* [抜粋資料]:
---+---

アメリカ連邦政府の諮問機関である「国際宗教自由に関するアメリカ委員会」の報告書には、はじめて、日本の拉致監禁問題が取り上げられた。「アメリカ委員会」の報告書は、国務省の報告書と違い、世界のすべての国のレポートを網羅するのではなく、宗教の自由の深刻な問題のある国だけを取り上げるレポートである。そして、そのレポートを引用し、ワシントン・ポストが日本の拉致監禁問題を扱った。
2012年以降、そういう変化が可能になったのは、「国境なき人権」が、客観的な立場で、日本の拉致監禁問題を調査し、「拉致監禁は存在する」という結論に至り、報告書にまとめたからである。「国境なき人権」の調査団だけで、そのような報告書が可能になったのか?きょうは、「国境なき人権」報告書の陰の立役者の一人について書いてみたい。

---+---

* [データ一覧]:
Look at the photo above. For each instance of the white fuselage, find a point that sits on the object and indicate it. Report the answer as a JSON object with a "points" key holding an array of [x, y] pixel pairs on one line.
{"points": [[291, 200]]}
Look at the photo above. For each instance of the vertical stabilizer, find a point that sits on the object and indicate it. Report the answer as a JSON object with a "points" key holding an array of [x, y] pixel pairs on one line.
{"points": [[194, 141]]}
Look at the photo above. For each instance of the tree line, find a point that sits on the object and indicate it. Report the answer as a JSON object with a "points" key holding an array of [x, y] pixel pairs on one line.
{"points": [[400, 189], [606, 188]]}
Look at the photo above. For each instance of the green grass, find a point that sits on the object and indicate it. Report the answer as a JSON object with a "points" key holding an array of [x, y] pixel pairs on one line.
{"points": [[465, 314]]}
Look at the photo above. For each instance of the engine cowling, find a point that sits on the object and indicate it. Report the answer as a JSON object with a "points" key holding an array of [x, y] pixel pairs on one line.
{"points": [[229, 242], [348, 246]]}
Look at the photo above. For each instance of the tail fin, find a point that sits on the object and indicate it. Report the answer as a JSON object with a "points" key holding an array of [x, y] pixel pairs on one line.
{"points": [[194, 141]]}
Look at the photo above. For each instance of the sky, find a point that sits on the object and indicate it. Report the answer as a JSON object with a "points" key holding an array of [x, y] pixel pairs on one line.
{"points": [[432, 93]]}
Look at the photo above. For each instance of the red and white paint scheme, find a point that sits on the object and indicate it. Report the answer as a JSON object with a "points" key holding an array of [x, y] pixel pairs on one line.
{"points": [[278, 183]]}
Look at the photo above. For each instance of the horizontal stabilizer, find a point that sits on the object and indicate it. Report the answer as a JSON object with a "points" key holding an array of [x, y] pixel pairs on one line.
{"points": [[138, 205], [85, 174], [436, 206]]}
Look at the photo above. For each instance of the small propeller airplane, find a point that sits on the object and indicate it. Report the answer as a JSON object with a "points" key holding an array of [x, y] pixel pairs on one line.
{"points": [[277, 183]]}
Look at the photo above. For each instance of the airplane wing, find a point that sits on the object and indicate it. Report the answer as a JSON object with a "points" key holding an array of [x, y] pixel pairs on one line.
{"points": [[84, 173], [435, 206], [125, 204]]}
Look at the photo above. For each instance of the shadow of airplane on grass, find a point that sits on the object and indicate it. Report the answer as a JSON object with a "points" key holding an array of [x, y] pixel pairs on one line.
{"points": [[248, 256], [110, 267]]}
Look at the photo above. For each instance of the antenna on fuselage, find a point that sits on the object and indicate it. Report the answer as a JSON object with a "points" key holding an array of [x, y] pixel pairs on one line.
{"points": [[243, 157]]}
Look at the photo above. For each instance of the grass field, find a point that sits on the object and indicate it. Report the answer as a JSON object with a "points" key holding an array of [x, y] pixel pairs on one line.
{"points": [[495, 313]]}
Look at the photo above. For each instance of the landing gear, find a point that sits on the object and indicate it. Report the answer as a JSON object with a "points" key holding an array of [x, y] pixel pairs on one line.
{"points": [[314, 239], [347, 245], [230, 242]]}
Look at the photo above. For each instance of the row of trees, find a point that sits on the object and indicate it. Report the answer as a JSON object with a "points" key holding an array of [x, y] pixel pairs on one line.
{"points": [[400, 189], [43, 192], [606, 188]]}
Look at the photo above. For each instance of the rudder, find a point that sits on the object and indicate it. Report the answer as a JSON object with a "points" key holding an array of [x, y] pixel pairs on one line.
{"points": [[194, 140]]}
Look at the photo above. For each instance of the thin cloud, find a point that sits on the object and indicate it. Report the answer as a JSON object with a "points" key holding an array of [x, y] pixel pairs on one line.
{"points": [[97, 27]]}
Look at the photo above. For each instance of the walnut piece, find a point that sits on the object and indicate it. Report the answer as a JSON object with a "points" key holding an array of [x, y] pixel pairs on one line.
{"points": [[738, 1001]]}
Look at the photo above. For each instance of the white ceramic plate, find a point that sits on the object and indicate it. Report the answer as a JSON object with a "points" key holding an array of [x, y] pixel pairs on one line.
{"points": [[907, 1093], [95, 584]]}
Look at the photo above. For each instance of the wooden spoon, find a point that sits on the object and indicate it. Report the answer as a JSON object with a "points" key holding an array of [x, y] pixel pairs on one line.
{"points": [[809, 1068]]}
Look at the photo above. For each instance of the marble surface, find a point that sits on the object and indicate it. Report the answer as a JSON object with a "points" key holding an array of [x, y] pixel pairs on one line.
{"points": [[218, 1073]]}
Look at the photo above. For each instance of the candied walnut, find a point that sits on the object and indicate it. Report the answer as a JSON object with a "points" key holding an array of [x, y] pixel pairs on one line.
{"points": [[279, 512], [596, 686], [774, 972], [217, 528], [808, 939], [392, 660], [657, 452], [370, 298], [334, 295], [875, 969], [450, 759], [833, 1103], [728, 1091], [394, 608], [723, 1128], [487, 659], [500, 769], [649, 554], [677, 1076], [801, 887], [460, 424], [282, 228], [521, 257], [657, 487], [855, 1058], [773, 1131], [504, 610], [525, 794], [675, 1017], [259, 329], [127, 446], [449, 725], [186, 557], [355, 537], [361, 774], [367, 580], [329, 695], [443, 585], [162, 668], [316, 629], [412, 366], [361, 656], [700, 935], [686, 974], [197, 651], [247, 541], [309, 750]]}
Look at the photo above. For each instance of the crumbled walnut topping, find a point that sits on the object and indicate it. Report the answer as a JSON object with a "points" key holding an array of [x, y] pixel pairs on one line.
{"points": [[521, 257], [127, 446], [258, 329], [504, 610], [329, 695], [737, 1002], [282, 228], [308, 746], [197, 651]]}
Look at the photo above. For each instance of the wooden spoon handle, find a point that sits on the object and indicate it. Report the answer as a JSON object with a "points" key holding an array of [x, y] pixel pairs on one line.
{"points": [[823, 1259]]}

---+---

* [問題]:
1. 拉致監禁問題についての文章から、「アメリカ連邦政府の諮問機関で」から「日本の拉致監禁問題を扱った。」までを一字も変えずに引用してください。
2. 拉致監禁問題についての文章を、最後の文の後から書き継ぐこと。

* [最終結果]:
1.
アメリカ連邦政府の諮問機関である「国際宗教自由に関するアメリカ委員会」の報告書には、はじめて、日本の拉致監禁問題が取り上げられた。「アメリカ委員会」の報告書は、国務省の報告書と違い、世界のすべての国のレポートを網羅するのではなく、宗教の自由の深刻な問題のある国だけを取り上げるレポートである。そして、そのレポートを引用し、ワシントン・ポストが日本の拉致監禁問題を扱った。

2.
「国境なき人権」報告書で、貴重な情報提供を行った日本のジャーナリストがいる。第三者からの情報というのは、客観的な立場(価値中立の立場)に立たない限り、参考にはならない。このジャーナリストの、それまでの研究・調査がなければ、「国境なき人権」の報告書は、かなり別の形になっていたかもしれないし、もっと時間がかかったかもしれない。そうなっていたら、2012年以降の拉致監禁問題をめぐる世界的な変化は、空白の年月になっていたかもしれない。
その貴重な情報提供をしたジャーナリストとは、「我らの不快な隣人」の著者、米本和広さんである。では、米本さんは、どのくらい「国境なき人権」報告書に影響を与えたのか?

★アーロン・ローズ博士のコメント
「国境なき人権」拉致監禁に関する報告書で、「はじめに」の部分より引用
http://www.hrwf.org/images/reports/2012/1231%20report%20final%20jap.pdf
ところで、この問題を調査するに当たり情報提供をしてくれた米本和広氏について触れておこう。米本氏は多筆なフリーのジャーナリストで、新宗教やカルト批判の調査報道では有名な人物だ。その彼が過去10年間、棄教目的の拉致とその影響について取材してきた。米本氏は市民的自由と、それを定着させるための法律に関心を持つ、知的公平さを持つ著述家だ。
★フォートレー代表のコメント
国境なき人権のフォートレ代表は、欧州国連本部の人権理事会のサイド・イベント(2012年10月31日)で次のように語っている。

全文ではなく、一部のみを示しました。